### Excerpted text

━━━━━━━━━━━━━━━━

Smith v Western Metals Copper Ltd[2003] QDC 6

DISTRICT COURT OF QUEENSLAND[2003] QDC 006

PARTIES:

PAUL RAYMOND SMITH

(plaintiff)

-and-

WESTERN METALS COPPER LIMITED

(A.C.N. 004 664 108)

(first defendant)

-and-

CALTON HILLS PTY LTD

(A.C.N. 066 708 727)

(second defendant)

-and-

MOUNT ISA CITY COUNCIL

(third defendant)

FILE NO/S:

(D) 27 of 2000

DIVISION:

District Court

DELIVERED ON:

12 February 2003

DELIVERED AT:

Mt. Isa

HEARING DATE:

4 February 2003

JUDGE:

Forde D.C.J.

ORDER:

  1. That the judgment entered by the Respondent/Plaintiff against the Applicant/Third Defendant in default of appearance on 10 December 2002 be set aside.
  2. That the Applicant/Plaintiff have leave to defend and that the defence be filed and served within twenty-one (21) days.
  3. That the Applicant/Third Defendant do pay the costs of and incidental to the application of the Respondent/Plaintiff to be assessed on the scale appropriate where the amount recovered exceeds $50,000.00, including the costs thrown away by the default judgment.
  4. Liberty to apply.

CATCHWORDS:

Setting aside judgment in default of appearance — Rule 290 Uniform Civil Procedure Rules — defence on the merits

Aboyne Pty Ltd v. Dixon Homes Pty Ltd (1980) Qd. R. 142; National Mutual Life Association of Australasia Limited v. Oasis Developments Pty Ltd (1983) 2 Qd. R. 441; Troiani v Alfost Properties Pty Ltd Court of Appeal No. 9560 of 2001 judgment dated 2 August 2002.

APPEARANCES:

Mr L.A. Evans for Applicant/Third Defendant

Mr D. Moffatt of V.R. Moffatt & Associates for Respondent/Plaintiff

Introduction

  1. [1]
    The present application by the Third Defendant, Mt. Isa City Council (the “Applicant”) seeks to set aside a default judgment entered in this Court on 10 December 2001. The application was filed on 23 December 2002, over twelve (12) months later. It is made pursuant to rule 290 of the Uniform Civil Procedure Rules (“UCPR”). It is accepted that the judgment was regularly obtained. The judgment was obtained in default of appearance by the applicant. The action was commenced on 17 August 2000. Defences were filed by the First and Second Defendants on 29 August 2001 and 4 March 2002 respectively. The Applicant was served with the proceedings on 17 July 2001.

━━━━━━━━━━━━━━━━

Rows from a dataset

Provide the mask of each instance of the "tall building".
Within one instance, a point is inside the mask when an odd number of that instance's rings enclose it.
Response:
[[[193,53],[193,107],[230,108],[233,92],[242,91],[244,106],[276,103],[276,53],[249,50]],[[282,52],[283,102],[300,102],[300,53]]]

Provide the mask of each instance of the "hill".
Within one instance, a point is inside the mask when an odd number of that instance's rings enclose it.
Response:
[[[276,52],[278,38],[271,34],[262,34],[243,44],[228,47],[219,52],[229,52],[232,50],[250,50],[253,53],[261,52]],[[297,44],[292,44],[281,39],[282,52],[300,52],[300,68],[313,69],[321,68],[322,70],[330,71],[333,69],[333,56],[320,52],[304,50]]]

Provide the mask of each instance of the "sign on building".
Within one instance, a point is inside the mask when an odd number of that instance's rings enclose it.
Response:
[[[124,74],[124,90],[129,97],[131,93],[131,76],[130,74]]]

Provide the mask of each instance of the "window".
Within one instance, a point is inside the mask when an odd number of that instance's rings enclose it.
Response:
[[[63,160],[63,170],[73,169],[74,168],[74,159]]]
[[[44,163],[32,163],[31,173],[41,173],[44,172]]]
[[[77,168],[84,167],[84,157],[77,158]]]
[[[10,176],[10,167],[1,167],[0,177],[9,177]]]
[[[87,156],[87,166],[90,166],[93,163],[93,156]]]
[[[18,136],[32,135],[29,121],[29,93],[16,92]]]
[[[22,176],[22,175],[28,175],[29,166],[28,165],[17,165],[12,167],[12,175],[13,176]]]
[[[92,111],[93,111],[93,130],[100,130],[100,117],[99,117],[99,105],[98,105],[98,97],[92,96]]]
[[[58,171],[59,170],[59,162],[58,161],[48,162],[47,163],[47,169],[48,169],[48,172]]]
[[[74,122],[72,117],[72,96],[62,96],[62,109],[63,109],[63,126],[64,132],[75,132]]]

━━━━━━━━━━━━━━━━

### Problem description
Repeat word for word the part of the court judgment starting at "4 February 2003" and ending at "Liberty to apply.".

### Written response
4 February 2003

JUDGE:

Forde D.C.J.

ORDER:

  1. That the judgment entered by the Respondent/Plaintiff against the Applicant/Third Defendant in default of appearance on 10 December 2002 be set aside.
  2. That the Applicant/Plaintiff have leave to defend and that the defence be filed and served within twenty-one (21) days.
  3. That the Applicant/Third Defendant do pay the costs of and incidental to the application of the Respondent/Plaintiff to be assessed on the scale appropriate where the amount recovered exceeds $50,000.00, including the costs thrown away by the default judgment.
  4. Liberty to apply.